What you should do: Could you write out the data that follows, exactly and in full?

(Records from a data collection)
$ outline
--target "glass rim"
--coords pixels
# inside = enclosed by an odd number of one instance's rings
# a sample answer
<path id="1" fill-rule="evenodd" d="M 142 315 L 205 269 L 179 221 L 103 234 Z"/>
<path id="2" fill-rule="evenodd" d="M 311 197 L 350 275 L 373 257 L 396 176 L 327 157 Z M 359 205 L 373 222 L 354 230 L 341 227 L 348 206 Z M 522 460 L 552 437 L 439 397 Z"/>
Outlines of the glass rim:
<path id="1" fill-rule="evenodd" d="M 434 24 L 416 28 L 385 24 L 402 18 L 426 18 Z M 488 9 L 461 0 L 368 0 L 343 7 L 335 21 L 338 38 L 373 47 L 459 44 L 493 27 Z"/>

Response:
$ outline
--target "glass rim"
--coords pixels
# inside = enclosed by an odd number of one instance's rings
# a sample answer
<path id="1" fill-rule="evenodd" d="M 142 315 L 205 269 L 179 221 L 103 234 Z"/>
<path id="2" fill-rule="evenodd" d="M 311 197 L 350 275 L 373 257 L 396 176 L 327 157 Z M 359 205 L 373 222 L 354 230 L 341 227 L 348 206 Z M 522 460 L 552 437 L 439 397 Z"/>
Outlines of the glass rim:
<path id="1" fill-rule="evenodd" d="M 434 24 L 416 28 L 385 24 L 402 18 L 426 18 Z M 488 9 L 461 0 L 368 0 L 343 7 L 335 21 L 338 38 L 373 47 L 459 44 L 493 27 Z"/>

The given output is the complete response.